GIVEN PROBLEM: Please write out the entries on the lines from the one containing "Target: shadowed forest interior" through the one containing "[[[844,1275],[841,0],[0,6],[10,1276]]]", inclusive, as a two-column CSV with columns entry_text and answer, one row per entry, each field quoted and with line breaks turned into spaces. Leave the pictures out.

MATERIAL SUPPLIED:
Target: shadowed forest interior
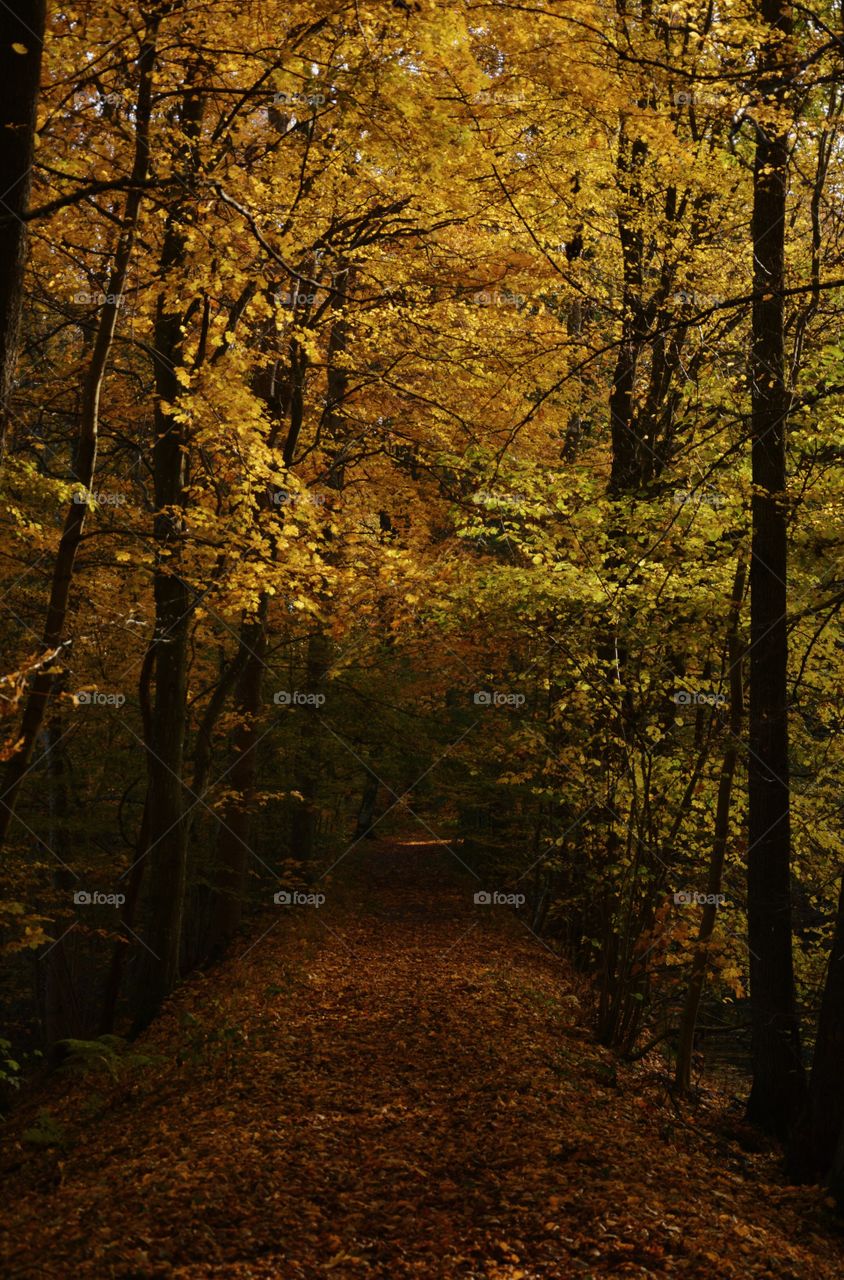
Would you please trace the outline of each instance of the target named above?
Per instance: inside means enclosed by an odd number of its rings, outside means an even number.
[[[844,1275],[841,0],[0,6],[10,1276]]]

---

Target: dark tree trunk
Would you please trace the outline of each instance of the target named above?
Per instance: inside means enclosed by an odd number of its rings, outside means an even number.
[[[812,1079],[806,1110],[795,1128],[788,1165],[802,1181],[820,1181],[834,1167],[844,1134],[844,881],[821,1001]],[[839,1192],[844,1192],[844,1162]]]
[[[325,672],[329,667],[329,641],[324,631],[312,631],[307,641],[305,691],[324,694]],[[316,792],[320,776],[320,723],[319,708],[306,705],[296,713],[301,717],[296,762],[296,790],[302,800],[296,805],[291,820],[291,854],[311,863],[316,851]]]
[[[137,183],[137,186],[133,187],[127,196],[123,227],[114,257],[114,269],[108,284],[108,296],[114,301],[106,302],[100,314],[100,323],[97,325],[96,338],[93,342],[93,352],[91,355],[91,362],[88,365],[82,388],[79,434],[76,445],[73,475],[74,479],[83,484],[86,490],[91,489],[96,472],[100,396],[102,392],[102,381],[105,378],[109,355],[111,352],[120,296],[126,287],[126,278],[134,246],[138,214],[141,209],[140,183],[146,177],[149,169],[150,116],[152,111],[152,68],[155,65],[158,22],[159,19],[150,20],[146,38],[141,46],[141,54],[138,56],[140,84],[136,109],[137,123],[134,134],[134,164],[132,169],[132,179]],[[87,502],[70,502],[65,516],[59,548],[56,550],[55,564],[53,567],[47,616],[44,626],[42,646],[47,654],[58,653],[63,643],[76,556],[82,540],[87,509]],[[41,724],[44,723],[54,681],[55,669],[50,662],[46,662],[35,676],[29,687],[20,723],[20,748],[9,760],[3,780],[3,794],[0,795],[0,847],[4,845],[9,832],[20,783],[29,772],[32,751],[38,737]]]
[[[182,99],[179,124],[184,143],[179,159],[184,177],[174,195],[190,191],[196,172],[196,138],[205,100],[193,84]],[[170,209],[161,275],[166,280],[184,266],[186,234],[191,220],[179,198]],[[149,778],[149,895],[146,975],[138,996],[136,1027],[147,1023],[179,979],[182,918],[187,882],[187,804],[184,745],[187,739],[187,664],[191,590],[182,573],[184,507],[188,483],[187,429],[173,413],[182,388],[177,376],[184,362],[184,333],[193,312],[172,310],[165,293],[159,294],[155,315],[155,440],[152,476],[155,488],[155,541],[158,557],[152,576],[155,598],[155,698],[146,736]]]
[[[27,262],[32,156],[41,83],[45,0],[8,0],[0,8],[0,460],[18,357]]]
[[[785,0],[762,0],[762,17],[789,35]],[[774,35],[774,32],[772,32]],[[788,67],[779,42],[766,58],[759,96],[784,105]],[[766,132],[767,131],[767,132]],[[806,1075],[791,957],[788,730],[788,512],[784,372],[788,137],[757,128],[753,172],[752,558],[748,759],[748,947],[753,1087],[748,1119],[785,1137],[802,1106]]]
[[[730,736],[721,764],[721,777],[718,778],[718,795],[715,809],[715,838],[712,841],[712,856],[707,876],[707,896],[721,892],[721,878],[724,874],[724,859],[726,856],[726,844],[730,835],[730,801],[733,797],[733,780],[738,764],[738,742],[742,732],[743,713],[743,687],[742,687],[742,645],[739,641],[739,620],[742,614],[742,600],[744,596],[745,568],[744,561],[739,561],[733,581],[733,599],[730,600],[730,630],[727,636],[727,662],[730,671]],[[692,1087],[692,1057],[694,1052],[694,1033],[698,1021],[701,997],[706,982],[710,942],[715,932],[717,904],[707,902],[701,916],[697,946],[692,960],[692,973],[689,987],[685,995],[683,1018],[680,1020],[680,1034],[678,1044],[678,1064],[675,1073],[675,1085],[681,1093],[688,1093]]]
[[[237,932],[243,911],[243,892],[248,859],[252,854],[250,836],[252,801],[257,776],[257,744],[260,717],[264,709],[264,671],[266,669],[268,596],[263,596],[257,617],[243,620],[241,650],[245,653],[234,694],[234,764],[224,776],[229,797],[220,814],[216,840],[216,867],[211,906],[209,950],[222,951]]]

---

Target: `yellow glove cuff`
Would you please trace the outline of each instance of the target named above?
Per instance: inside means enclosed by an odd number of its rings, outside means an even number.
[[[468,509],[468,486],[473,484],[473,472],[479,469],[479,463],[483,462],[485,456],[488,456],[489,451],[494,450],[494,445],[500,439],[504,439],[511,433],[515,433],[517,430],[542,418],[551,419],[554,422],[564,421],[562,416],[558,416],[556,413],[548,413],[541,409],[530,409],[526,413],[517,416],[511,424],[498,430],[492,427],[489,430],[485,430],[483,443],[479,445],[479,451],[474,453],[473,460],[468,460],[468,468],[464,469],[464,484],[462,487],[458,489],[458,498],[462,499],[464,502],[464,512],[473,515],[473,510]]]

RESPONSE TO THIS TASK:
entry_text,answer
"Target: shadowed forest interior Would you please trace the outline of each instance of the target named above? Per instance: inside means enclosed by an odd number of its rings, outside means an even number.","[[[844,1275],[841,0],[0,6],[10,1276]]]"